**WHAT TO WORK ON**. Return the data exactly, but only from the line containing "Indicate every instance of the shrub." through its last line.

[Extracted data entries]

Content starts

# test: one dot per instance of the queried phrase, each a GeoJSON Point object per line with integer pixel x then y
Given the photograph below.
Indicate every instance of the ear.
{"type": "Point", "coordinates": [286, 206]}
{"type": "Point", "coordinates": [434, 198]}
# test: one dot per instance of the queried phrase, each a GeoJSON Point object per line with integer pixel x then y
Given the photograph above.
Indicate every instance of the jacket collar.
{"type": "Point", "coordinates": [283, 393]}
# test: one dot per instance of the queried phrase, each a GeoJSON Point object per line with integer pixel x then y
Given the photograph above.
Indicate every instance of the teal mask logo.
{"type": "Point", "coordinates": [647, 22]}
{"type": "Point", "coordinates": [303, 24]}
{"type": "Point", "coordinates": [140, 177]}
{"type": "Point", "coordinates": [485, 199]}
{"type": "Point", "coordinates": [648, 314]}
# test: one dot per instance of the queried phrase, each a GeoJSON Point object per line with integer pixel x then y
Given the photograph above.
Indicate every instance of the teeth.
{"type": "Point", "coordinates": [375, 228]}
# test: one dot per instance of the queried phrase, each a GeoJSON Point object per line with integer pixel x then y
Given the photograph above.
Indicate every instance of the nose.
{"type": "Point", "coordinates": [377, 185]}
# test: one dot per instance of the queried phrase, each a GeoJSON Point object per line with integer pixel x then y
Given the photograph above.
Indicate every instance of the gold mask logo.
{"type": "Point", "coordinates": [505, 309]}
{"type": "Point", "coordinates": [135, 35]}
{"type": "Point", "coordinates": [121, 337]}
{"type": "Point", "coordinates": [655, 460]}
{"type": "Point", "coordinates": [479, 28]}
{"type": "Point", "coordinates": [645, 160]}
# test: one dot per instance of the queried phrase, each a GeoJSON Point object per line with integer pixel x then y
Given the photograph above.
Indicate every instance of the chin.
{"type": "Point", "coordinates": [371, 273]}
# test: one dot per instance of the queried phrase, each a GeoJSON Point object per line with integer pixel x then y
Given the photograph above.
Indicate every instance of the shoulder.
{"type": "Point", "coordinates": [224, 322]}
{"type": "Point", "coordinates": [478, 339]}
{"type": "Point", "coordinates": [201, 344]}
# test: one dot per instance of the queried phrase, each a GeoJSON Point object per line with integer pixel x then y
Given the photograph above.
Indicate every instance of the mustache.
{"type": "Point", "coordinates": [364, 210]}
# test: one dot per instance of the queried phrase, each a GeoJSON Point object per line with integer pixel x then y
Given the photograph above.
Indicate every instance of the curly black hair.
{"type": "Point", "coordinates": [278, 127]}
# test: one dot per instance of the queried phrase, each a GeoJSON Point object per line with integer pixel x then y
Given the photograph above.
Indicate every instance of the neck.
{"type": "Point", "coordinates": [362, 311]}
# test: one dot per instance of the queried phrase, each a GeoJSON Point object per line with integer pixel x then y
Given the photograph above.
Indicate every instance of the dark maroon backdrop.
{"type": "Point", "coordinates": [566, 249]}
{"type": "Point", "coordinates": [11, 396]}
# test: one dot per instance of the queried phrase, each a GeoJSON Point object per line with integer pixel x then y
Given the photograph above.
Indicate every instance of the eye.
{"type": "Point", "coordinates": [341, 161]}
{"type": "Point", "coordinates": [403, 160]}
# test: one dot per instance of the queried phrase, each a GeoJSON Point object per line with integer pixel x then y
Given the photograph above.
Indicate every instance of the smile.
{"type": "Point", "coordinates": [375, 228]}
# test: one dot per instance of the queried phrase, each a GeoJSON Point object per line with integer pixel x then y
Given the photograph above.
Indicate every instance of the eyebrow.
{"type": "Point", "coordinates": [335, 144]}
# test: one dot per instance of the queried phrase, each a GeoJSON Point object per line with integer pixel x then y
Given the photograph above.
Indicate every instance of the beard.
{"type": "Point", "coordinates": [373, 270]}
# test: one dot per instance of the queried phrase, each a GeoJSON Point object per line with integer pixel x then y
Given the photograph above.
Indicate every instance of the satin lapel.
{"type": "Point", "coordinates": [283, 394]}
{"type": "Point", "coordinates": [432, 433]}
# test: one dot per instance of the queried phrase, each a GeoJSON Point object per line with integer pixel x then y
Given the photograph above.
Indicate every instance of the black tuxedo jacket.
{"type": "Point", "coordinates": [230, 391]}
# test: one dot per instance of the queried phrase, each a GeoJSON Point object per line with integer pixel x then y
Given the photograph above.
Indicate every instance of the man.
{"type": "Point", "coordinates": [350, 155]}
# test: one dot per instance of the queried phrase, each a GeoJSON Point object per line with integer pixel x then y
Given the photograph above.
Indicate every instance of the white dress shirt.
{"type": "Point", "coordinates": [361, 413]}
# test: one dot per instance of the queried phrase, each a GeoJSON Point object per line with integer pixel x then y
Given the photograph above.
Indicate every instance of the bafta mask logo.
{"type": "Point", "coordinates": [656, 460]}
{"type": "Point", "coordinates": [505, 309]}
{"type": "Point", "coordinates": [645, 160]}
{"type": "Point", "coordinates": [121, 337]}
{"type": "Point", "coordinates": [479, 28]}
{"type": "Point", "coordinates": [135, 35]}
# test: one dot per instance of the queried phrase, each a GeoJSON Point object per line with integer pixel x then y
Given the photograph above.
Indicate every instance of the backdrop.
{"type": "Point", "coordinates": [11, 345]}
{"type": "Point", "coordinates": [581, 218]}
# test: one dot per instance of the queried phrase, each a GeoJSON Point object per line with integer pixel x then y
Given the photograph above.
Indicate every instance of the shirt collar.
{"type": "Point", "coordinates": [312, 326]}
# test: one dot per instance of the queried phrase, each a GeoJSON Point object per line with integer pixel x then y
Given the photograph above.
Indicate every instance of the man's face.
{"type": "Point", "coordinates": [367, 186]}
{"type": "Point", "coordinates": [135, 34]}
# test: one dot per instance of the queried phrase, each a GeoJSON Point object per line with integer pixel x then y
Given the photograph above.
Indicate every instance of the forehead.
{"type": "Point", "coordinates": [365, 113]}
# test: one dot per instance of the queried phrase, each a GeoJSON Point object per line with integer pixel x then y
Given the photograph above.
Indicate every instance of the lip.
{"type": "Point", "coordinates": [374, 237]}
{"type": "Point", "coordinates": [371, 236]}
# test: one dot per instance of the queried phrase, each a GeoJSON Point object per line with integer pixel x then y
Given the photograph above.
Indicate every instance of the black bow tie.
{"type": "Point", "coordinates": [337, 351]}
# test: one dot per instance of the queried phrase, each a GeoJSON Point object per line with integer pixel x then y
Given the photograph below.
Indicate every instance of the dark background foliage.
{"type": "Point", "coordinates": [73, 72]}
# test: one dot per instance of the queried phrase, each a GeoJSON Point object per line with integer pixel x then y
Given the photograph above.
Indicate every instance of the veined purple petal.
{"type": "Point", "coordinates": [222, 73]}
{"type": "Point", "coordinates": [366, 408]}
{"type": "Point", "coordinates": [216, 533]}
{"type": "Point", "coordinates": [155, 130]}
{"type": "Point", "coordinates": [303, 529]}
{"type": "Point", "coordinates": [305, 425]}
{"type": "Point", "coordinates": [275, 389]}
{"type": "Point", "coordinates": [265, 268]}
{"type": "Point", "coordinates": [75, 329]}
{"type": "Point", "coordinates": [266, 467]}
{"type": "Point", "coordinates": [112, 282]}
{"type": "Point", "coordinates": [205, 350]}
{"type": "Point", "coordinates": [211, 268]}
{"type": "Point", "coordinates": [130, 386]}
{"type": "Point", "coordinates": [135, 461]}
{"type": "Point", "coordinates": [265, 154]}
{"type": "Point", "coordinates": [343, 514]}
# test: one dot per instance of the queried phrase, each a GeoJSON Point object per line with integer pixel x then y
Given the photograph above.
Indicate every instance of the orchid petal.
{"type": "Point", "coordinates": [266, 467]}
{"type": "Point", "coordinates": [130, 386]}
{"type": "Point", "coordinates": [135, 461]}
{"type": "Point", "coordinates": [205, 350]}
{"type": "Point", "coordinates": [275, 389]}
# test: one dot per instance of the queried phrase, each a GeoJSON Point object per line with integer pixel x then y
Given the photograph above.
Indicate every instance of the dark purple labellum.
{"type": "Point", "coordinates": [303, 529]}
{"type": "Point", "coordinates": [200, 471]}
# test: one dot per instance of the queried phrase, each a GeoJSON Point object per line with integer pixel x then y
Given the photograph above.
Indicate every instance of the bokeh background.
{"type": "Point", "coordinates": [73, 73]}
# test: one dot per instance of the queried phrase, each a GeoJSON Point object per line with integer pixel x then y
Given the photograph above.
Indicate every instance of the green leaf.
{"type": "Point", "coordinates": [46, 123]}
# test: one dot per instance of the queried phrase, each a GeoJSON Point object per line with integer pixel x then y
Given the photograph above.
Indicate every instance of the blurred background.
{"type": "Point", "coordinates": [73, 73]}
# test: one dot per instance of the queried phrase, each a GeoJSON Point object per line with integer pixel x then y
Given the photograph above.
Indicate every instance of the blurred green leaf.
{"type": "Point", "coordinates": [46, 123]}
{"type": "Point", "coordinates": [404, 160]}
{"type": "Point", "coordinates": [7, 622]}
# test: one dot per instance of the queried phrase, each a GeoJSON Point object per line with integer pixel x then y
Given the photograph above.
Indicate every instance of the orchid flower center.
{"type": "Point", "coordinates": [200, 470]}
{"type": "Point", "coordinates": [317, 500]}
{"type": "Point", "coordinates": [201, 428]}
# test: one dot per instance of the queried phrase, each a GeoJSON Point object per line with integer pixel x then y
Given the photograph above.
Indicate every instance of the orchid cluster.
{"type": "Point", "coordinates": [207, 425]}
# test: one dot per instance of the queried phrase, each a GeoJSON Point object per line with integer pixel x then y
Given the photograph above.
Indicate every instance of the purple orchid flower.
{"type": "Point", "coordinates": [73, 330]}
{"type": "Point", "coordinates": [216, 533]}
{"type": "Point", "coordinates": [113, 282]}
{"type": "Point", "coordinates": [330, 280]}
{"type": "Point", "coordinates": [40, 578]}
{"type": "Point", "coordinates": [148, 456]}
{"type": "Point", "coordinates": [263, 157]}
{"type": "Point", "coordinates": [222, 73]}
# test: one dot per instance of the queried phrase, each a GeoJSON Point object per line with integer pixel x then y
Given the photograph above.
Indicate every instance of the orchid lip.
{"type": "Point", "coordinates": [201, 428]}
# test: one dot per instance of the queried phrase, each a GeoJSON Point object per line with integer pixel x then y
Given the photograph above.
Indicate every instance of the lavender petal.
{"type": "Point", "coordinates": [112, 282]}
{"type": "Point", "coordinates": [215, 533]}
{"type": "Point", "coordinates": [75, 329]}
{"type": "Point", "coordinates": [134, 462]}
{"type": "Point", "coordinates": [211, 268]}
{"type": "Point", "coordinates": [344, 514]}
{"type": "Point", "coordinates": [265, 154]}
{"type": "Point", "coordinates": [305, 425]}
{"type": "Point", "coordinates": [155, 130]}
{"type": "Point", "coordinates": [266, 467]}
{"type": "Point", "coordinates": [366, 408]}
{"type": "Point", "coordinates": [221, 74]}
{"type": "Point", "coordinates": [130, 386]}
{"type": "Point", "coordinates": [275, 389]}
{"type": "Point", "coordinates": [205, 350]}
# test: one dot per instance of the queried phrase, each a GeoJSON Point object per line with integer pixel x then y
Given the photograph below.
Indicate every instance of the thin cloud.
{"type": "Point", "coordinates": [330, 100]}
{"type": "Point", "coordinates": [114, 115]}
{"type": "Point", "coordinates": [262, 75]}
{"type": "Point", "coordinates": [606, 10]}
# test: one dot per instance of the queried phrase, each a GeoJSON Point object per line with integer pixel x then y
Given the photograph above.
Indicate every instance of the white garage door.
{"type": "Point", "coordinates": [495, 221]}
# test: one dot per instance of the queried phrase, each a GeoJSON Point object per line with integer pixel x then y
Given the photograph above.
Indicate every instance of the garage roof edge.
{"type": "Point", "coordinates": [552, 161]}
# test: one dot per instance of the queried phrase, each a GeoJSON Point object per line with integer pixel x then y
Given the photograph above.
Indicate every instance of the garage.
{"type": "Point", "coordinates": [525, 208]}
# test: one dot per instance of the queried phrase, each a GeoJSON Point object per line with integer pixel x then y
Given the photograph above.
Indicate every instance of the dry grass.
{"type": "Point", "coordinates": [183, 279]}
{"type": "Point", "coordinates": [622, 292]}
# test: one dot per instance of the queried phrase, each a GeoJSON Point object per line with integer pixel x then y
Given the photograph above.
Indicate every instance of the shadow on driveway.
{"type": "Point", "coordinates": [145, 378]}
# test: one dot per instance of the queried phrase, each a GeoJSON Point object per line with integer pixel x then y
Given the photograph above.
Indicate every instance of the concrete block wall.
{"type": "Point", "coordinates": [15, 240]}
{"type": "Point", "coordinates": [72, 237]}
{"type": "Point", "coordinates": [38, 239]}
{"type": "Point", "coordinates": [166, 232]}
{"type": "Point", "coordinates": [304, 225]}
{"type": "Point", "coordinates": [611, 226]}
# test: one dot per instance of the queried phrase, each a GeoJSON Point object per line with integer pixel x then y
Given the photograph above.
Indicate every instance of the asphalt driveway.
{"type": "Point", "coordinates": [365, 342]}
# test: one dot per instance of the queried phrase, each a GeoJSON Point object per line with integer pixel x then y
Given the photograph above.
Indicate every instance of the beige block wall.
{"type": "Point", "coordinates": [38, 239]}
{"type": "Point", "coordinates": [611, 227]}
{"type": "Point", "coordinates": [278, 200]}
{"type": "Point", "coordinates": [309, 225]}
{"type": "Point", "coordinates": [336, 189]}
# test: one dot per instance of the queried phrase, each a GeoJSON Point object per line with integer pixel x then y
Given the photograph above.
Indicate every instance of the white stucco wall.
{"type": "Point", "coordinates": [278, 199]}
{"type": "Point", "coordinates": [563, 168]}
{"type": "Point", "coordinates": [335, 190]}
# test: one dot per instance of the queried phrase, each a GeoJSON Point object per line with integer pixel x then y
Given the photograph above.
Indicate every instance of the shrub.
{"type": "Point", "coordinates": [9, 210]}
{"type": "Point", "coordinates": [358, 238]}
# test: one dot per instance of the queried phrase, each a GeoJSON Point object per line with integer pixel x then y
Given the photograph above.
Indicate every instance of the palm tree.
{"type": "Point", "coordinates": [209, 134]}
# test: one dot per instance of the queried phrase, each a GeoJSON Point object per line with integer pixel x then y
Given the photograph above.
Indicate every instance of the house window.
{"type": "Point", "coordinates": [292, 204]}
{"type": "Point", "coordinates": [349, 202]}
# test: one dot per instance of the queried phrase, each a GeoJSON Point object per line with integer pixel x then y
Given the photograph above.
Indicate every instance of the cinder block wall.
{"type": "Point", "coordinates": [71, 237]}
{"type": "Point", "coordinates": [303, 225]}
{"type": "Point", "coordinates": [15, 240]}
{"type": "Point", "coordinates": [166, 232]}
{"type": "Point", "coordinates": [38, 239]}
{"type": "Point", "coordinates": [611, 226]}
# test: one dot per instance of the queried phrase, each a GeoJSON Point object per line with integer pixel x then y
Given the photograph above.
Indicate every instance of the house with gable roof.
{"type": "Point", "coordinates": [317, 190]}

Content ends

**ANSWER BOX**.
Indicate every instance of the shrub.
{"type": "Point", "coordinates": [9, 210]}
{"type": "Point", "coordinates": [358, 238]}
# test: one dot per instance of the queried phrase, each a GeoJSON Point object per line with integer pixel x then y
Given the photograph above.
Indicate every instance of the palm tree.
{"type": "Point", "coordinates": [209, 134]}
# test: one dot per instance of the queried phrase, each a GeoJSON Point object per line with integer pixel x then y
Given the photograph above.
Indicate every instance of the house window.
{"type": "Point", "coordinates": [292, 204]}
{"type": "Point", "coordinates": [349, 202]}
# test: one dot per instance of the queried phrase, each a GeoJSON Point object per line with integer pixel x then y
Given the photograph above.
Indicate every instance of the cinder block wall.
{"type": "Point", "coordinates": [71, 237]}
{"type": "Point", "coordinates": [303, 225]}
{"type": "Point", "coordinates": [15, 240]}
{"type": "Point", "coordinates": [166, 232]}
{"type": "Point", "coordinates": [38, 239]}
{"type": "Point", "coordinates": [611, 226]}
# test: one dot per instance of the queried phrase, each a GeoJSON Point object per line with integer pixel x then y
Given the photograph above.
Indicate every instance of the house with gable roof.
{"type": "Point", "coordinates": [317, 190]}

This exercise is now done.